THE PROBLEM >> Rename "Target" to "Label" everywhere it occurs in the records below, and reproduce them otherwise unchanged.

RECORDS PROVIDED >>
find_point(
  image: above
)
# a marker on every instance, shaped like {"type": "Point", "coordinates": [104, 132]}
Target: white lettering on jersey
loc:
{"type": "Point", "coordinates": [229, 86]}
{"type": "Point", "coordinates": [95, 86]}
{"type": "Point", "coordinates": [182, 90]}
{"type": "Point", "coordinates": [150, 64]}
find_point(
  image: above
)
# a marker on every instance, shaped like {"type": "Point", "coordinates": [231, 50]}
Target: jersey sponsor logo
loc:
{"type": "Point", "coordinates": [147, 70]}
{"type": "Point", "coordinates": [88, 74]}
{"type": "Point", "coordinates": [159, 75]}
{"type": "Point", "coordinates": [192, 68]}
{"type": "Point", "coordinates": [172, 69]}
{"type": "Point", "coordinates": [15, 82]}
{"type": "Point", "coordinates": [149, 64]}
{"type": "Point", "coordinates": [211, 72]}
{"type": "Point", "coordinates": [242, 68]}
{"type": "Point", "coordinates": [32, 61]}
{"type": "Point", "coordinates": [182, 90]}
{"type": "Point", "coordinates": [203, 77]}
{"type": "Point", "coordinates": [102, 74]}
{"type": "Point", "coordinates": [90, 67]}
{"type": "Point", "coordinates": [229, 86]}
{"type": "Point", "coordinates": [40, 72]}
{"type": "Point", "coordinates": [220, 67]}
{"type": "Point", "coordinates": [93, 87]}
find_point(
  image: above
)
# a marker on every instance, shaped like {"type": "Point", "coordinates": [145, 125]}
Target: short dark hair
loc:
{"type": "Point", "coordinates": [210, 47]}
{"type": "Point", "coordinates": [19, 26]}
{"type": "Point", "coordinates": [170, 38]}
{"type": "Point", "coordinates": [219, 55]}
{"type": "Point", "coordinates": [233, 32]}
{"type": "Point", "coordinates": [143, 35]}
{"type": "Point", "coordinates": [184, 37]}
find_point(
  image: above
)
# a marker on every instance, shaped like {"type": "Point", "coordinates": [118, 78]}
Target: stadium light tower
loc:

FULL SOLUTION >>
find_point(
  image: above
)
# a marker on every instance, shaped like {"type": "Point", "coordinates": [104, 132]}
Label: white lettering on jersey
loc:
{"type": "Point", "coordinates": [229, 86]}
{"type": "Point", "coordinates": [95, 86]}
{"type": "Point", "coordinates": [182, 90]}
{"type": "Point", "coordinates": [150, 64]}
find_point(
  image: above
)
# a marker on every instance, shaped like {"type": "Point", "coordinates": [231, 50]}
Label: jersey sponsor logo
loc:
{"type": "Point", "coordinates": [147, 70]}
{"type": "Point", "coordinates": [88, 74]}
{"type": "Point", "coordinates": [159, 75]}
{"type": "Point", "coordinates": [192, 68]}
{"type": "Point", "coordinates": [172, 69]}
{"type": "Point", "coordinates": [15, 82]}
{"type": "Point", "coordinates": [149, 64]}
{"type": "Point", "coordinates": [211, 72]}
{"type": "Point", "coordinates": [242, 68]}
{"type": "Point", "coordinates": [32, 61]}
{"type": "Point", "coordinates": [182, 90]}
{"type": "Point", "coordinates": [203, 77]}
{"type": "Point", "coordinates": [102, 74]}
{"type": "Point", "coordinates": [90, 67]}
{"type": "Point", "coordinates": [229, 86]}
{"type": "Point", "coordinates": [40, 72]}
{"type": "Point", "coordinates": [220, 67]}
{"type": "Point", "coordinates": [93, 87]}
find_point(
  image: above
)
# a marker on every instance, shaped like {"type": "Point", "coordinates": [145, 125]}
Label: short dark hair
loc:
{"type": "Point", "coordinates": [210, 47]}
{"type": "Point", "coordinates": [19, 26]}
{"type": "Point", "coordinates": [170, 38]}
{"type": "Point", "coordinates": [219, 55]}
{"type": "Point", "coordinates": [233, 32]}
{"type": "Point", "coordinates": [143, 35]}
{"type": "Point", "coordinates": [184, 37]}
find_point(
  image: above
)
# a marker on every instance, shaped like {"type": "Point", "coordinates": [118, 78]}
Label: stadium light tower
loc:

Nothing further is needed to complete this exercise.